- TASK ITEM -
Find the line that contains "[mark] black roof". Restate it and each following line exactly, through the end of the records.

── STUDY MATERIAL

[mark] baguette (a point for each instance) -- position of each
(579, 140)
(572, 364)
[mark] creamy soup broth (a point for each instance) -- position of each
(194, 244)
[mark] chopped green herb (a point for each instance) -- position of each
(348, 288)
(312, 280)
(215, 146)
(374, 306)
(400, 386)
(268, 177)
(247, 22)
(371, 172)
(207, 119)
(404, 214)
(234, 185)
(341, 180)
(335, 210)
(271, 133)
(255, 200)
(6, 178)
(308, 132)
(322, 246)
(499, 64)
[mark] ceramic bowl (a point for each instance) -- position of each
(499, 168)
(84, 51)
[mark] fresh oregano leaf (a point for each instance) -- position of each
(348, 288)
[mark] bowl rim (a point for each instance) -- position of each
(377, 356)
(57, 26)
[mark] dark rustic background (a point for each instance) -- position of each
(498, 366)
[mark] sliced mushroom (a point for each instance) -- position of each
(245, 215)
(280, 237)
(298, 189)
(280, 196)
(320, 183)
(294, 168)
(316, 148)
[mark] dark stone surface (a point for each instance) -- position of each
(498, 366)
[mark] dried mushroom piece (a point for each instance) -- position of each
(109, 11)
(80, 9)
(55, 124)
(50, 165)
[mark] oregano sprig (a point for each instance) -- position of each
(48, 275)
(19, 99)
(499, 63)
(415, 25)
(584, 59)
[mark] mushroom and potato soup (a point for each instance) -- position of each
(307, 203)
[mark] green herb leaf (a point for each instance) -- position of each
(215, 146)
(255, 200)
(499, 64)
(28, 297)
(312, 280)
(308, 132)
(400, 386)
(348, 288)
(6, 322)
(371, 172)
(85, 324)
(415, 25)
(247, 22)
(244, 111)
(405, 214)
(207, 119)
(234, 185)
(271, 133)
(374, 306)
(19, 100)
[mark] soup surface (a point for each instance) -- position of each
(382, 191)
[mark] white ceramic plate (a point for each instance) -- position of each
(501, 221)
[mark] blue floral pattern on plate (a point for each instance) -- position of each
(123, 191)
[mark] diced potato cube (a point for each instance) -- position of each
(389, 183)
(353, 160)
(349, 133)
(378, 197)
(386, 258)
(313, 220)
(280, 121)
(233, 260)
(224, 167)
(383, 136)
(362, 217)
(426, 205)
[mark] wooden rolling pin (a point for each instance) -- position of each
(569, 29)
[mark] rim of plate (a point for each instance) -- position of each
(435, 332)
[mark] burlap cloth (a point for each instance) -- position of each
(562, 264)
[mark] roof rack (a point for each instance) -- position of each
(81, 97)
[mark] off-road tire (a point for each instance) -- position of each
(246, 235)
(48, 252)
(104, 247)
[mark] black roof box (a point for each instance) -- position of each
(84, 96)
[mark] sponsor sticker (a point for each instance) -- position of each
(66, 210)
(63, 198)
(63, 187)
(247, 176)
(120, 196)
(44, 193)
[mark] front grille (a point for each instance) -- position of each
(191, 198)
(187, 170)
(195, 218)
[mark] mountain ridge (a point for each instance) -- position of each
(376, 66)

────

- ANSWER TO THE EXERCISE -
[mark] black roof box (a point for each instance) -- position of each
(84, 96)
[mark] sponsor sticker (a point for each instance) -- position of each
(66, 210)
(63, 198)
(63, 187)
(247, 176)
(120, 196)
(44, 193)
[mark] front grille (a point for each instance) -- position of each
(191, 198)
(187, 170)
(195, 218)
[mark] mountain ridge (a point for each instance) -- position of each
(376, 66)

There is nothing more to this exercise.